*Assignment:* Search the entries for the word "boot" and copy each line that has it.

*Extracted material:*
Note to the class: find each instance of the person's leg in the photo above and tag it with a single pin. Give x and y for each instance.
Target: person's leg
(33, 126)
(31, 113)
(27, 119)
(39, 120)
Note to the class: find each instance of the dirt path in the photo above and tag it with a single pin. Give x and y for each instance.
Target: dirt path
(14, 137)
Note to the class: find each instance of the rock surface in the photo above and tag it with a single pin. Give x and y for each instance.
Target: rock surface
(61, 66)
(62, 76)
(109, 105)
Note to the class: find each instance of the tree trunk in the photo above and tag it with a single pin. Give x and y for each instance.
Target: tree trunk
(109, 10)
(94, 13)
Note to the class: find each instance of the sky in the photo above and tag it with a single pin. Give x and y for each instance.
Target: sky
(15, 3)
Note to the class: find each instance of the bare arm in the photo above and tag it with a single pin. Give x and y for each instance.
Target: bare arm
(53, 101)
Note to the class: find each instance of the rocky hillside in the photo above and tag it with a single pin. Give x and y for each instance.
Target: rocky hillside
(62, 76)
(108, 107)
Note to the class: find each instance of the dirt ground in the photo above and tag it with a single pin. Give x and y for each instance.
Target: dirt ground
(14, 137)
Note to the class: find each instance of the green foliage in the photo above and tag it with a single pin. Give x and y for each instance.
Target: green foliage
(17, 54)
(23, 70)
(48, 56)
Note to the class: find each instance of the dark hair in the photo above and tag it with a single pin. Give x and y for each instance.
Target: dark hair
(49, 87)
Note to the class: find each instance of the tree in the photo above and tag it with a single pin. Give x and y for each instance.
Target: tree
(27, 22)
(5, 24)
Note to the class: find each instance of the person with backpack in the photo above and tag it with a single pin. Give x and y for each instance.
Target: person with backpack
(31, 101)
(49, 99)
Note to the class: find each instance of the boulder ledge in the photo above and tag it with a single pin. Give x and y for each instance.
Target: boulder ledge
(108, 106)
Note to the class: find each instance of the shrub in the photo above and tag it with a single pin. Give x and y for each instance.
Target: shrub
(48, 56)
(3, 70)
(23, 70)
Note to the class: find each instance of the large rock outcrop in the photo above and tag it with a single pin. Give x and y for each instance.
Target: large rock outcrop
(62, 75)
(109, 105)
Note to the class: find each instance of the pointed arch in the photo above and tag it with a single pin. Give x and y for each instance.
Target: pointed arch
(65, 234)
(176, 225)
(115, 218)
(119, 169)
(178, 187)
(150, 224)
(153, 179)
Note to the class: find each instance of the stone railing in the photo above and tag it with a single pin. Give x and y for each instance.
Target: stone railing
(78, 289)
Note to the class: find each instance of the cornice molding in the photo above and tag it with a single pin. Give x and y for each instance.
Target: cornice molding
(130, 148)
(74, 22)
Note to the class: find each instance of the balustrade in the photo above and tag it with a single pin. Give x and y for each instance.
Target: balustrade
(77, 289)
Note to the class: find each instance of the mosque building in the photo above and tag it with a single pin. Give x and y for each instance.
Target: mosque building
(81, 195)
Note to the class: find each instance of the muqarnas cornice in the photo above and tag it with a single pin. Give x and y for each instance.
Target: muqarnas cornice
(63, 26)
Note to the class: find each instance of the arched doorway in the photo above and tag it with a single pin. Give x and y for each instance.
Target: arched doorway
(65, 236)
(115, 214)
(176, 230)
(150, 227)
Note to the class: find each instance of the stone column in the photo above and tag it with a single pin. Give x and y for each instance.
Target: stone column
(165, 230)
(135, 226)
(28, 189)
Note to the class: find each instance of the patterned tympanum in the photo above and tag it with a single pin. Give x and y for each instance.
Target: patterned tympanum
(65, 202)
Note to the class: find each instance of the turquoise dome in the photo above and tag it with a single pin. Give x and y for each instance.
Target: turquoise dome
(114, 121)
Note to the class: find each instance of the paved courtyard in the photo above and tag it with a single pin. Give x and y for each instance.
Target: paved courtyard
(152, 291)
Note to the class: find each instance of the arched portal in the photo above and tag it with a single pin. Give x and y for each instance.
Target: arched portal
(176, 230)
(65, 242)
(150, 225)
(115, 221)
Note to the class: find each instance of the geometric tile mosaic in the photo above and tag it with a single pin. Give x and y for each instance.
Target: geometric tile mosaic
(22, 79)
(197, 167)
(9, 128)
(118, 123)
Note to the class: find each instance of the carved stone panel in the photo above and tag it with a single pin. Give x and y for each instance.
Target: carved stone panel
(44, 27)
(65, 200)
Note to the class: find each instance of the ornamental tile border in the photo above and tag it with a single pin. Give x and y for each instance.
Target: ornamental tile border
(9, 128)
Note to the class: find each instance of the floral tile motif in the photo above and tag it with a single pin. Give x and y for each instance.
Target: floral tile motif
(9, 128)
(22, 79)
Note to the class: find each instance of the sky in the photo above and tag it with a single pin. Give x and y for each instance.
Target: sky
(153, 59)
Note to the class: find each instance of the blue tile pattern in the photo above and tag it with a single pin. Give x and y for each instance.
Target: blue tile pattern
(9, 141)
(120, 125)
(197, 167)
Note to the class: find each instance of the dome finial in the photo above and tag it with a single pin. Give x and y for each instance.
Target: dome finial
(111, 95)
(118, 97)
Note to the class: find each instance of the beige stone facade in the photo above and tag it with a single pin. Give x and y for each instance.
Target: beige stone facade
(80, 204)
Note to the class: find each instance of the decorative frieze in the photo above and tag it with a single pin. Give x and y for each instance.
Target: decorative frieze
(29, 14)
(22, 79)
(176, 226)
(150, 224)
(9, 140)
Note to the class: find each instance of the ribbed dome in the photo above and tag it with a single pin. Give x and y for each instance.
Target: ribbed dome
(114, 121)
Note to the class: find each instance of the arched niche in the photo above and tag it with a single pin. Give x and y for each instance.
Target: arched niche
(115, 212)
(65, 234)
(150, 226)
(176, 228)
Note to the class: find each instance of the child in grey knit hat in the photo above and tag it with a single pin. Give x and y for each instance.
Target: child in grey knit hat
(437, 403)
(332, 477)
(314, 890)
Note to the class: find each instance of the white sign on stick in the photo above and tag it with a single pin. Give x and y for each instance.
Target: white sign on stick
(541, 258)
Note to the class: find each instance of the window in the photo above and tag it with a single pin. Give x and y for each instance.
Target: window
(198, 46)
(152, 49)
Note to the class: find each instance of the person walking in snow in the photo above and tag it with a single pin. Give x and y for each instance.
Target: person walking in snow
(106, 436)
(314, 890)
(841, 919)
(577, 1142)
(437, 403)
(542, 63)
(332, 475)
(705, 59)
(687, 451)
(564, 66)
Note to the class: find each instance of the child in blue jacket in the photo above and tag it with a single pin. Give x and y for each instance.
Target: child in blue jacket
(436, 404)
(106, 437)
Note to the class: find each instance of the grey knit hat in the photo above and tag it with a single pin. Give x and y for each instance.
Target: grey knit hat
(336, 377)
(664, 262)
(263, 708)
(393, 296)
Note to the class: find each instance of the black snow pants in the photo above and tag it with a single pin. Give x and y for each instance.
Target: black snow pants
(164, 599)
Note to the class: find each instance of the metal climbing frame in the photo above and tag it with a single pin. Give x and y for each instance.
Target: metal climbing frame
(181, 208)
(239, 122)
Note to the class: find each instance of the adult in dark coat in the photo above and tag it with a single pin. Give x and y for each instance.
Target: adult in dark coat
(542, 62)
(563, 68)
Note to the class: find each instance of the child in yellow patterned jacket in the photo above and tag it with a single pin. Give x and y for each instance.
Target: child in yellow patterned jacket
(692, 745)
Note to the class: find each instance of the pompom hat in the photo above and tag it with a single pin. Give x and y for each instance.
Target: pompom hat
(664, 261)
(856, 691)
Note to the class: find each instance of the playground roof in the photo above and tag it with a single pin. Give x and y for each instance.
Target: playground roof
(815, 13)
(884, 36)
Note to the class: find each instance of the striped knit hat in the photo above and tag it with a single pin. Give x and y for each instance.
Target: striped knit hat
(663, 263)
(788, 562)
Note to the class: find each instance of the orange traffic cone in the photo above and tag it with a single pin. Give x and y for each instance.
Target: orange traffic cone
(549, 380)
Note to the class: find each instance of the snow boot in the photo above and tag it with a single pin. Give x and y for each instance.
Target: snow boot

*Exercise output:*
Note to the class: find each instance of the snow boot in the photo above and tag it with a single pin. Give x and y for each instance.
Target: snow boot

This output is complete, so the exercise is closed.